▸ **Fragmento proporcionado**
Después de sus cuatro bodas, Juan Carlos y Sofía tuvieron tiempo de recuperarse porque comenzaron una luna de miel que duró seis meses. Empezaron en Spetsopoula, una isla privada que les cedió el magnate griego Stavros Niarchos y recorrieron diferentes puntos alrededor del mundo. El viaje incluyó una visita a Washington donde los recibió el presidente John F. Kennedy en un ostensible gesto de aprobación a la pareja y desaprobación a Franco.
De nuevo en España, por decisión oficial, se instalaron en el palacio de la Zarzuela donde enfrentaron una de las peores situaciones para matrimonios reales o plebeyos: el aburrimiento. Sin obligaciones, sin reuniones, ni actividades aunque sea protocolares, el tedio era lo cotidiano. Comenzaron a visitar fábricas, ferias, participar en bautismos y asistir a misas. El objetivo era darse a conocer como los Reyes de España a la muerte del dictador.
Sofía no hablaba español, apenas farfullaba algunas frases sueltas y se propuso aprender la lengua. Nunca logró dominarla del todo. Si bien sus construcciones gramaticales son perfectas conserva un fuerte acento germano. A sus hijos les hablaba en inglés, idioma que maneja de modo natural por vivir su infancia en el exilio sudafricano.
Cincuenta y nueve años después de aquellas cuatro bodas, Juan Carlos y Sofía siguen rumbos separados.
Juan Carlos demostró ser un rey tan valioso como un marido espantoso. Como monarca facilitó la transición democrática y desarticuló el intento de golpe de Estado del 23 de febrero de 1981. Como marido empezó a hacer de las suyas y las infidelidades primero disimuladas y luego abiertas fueron primero frecuentes y luego, escandalosas y siempre para Sofía, humillantes.

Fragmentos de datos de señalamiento
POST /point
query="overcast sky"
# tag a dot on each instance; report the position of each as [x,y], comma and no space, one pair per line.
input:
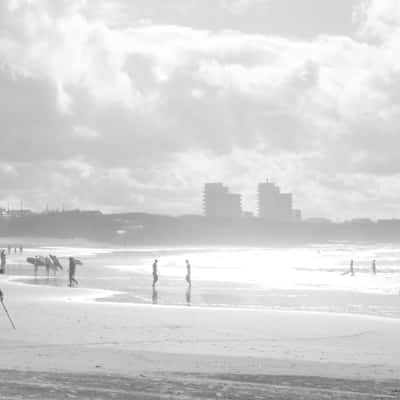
[132,105]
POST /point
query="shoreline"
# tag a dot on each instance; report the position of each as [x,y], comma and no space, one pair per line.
[104,296]
[191,386]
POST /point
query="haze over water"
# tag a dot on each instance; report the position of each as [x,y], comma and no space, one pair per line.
[301,278]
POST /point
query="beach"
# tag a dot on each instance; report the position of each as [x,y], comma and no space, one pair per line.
[88,342]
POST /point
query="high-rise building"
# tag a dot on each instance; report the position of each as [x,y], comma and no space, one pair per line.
[219,202]
[274,205]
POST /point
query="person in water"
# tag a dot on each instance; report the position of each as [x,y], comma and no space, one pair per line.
[72,270]
[374,267]
[188,273]
[352,268]
[3,262]
[155,272]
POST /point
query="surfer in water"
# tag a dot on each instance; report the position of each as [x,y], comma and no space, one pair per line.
[72,270]
[351,270]
[155,272]
[188,273]
[374,267]
[3,262]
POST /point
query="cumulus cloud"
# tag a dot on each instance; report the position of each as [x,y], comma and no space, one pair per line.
[136,116]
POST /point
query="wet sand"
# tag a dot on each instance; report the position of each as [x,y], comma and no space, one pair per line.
[69,345]
[50,386]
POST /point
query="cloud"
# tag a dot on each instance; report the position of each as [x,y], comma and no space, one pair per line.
[121,116]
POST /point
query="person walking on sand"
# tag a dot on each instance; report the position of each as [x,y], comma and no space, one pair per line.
[3,262]
[374,267]
[71,272]
[352,268]
[155,272]
[188,277]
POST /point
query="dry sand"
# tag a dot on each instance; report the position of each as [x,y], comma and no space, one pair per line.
[68,345]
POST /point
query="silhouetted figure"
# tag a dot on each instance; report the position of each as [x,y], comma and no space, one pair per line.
[56,263]
[188,273]
[155,273]
[189,296]
[154,297]
[352,268]
[48,265]
[3,262]
[72,271]
[36,264]
[374,267]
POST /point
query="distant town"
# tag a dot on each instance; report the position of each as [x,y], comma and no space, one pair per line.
[221,221]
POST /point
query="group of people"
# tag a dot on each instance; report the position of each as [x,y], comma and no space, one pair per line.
[188,276]
[352,272]
[52,263]
[20,247]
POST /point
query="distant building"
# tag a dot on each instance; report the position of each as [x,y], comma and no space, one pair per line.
[219,202]
[318,220]
[274,205]
[18,213]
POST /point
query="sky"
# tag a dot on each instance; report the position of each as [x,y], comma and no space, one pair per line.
[132,106]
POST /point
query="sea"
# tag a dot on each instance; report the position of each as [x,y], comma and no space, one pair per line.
[310,278]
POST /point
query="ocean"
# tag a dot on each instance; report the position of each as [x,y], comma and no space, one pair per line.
[308,278]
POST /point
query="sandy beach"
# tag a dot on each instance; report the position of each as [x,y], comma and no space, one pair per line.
[64,335]
[90,342]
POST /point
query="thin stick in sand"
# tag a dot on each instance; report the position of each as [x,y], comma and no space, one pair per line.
[8,315]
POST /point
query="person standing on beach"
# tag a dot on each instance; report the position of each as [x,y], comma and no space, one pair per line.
[374,267]
[188,273]
[3,262]
[155,272]
[71,272]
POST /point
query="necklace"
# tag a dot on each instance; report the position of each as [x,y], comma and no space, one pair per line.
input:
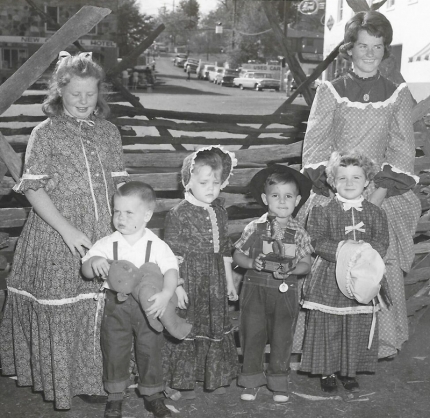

▸ **El ejercicio**
Enumera todas las actividades que, según el fragmento sobre Juan Carlos y Sofía, la pareja comenzó a hacer después de instalarse en el palacio de la Zarzuela.

▸ **Respuesta completa**
- Visitar fábricas
- Visitar ferias
- Participar en bautismos
- Asistir a misas